- _AUFTRAG_: Suche unten alle Zeilen heraus, in denen das Wort „concrete“ vorkommt, und schreibe sie unverändert ab. Dabei zählt Groß- und Kleinschreibung.

- _ÜBUNGSDATEN_:
· · · · ·

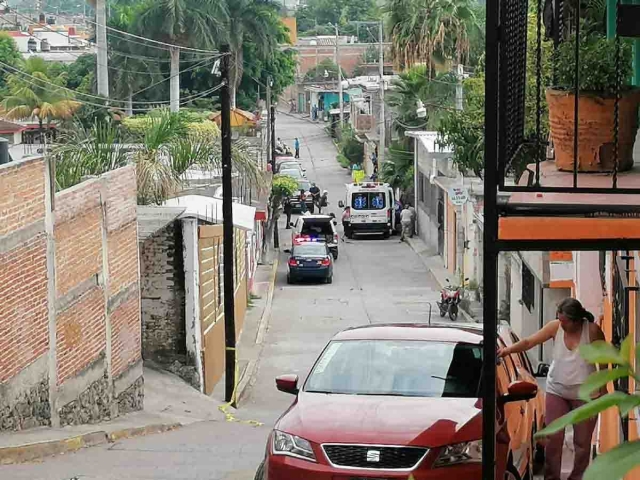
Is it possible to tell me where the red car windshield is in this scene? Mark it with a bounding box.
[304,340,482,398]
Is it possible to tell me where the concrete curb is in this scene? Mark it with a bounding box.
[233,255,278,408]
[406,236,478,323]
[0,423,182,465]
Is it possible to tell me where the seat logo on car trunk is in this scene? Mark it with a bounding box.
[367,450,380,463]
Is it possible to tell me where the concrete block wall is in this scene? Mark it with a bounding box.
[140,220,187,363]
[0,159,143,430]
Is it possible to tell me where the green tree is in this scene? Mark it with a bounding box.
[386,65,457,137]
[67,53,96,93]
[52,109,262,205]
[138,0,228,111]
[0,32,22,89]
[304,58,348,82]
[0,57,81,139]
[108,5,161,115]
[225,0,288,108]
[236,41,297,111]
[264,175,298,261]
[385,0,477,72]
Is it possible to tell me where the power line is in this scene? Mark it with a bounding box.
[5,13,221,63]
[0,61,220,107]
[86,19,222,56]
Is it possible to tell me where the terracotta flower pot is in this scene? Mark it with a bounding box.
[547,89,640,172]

· · · · ·

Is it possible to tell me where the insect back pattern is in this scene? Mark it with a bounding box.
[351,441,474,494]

· · · · ·

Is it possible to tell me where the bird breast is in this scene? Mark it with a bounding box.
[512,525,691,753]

· · · · ·

- _SCHRIFTLICHE ANTWORT_:
Is it possible to tell me where the concrete curb is in this scene? Mark it with a bounding box.
Is it possible to tell me where the concrete block wall is in this scene? Mark it with a bounding box.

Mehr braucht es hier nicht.